___ Records supplied

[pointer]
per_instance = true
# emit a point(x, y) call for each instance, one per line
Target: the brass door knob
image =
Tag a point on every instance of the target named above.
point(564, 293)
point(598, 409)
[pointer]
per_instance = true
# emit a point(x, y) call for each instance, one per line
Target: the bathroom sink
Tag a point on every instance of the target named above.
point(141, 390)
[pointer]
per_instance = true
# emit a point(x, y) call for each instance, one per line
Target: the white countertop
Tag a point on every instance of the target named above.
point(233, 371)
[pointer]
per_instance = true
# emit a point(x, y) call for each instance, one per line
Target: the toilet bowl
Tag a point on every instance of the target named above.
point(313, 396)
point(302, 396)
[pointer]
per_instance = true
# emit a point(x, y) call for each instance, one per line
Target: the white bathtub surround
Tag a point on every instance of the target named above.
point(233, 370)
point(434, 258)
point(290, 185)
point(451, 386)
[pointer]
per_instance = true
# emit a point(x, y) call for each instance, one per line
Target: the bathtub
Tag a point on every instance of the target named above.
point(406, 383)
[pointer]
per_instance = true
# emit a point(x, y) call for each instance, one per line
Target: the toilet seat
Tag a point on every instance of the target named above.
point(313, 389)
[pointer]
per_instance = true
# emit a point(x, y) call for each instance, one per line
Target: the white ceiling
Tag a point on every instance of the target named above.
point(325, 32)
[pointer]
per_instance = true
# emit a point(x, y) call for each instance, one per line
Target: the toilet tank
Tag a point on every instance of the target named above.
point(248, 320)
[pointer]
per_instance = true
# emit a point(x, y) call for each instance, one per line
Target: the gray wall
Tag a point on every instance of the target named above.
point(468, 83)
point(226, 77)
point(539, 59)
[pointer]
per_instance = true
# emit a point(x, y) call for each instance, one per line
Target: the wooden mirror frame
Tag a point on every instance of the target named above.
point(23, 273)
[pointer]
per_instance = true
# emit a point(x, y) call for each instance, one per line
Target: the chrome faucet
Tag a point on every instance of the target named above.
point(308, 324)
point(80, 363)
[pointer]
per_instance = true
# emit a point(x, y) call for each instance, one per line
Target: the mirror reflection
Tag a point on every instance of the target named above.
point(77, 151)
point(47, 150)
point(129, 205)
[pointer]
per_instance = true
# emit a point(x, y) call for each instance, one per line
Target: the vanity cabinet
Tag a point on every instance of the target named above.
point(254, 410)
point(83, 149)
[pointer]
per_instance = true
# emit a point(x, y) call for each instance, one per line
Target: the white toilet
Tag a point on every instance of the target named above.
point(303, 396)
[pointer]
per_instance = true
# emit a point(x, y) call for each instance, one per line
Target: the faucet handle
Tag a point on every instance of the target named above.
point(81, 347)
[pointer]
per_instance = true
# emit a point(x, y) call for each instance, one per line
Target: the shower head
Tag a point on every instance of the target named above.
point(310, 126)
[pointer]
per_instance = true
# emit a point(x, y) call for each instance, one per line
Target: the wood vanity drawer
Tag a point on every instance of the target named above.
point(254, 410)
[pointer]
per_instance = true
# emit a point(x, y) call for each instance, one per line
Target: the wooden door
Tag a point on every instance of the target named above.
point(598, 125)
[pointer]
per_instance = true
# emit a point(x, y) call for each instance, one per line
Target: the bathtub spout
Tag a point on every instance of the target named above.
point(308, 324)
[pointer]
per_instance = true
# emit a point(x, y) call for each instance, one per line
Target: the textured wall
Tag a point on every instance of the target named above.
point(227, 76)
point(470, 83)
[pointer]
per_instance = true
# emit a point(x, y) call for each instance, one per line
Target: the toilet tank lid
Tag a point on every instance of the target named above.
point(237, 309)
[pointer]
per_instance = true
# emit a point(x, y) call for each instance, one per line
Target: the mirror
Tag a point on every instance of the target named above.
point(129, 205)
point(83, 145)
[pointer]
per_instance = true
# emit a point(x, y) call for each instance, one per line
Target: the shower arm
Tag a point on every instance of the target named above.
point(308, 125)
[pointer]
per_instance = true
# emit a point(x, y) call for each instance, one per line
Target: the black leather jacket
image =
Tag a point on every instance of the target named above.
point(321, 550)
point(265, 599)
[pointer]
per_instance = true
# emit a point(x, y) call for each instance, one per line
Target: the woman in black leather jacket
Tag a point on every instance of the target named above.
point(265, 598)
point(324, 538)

______

• What the exercise asks: Each line carrying the string "shower" should be copied out from the entries.

• Written solution:
Target: the shower head
Target: the shower arm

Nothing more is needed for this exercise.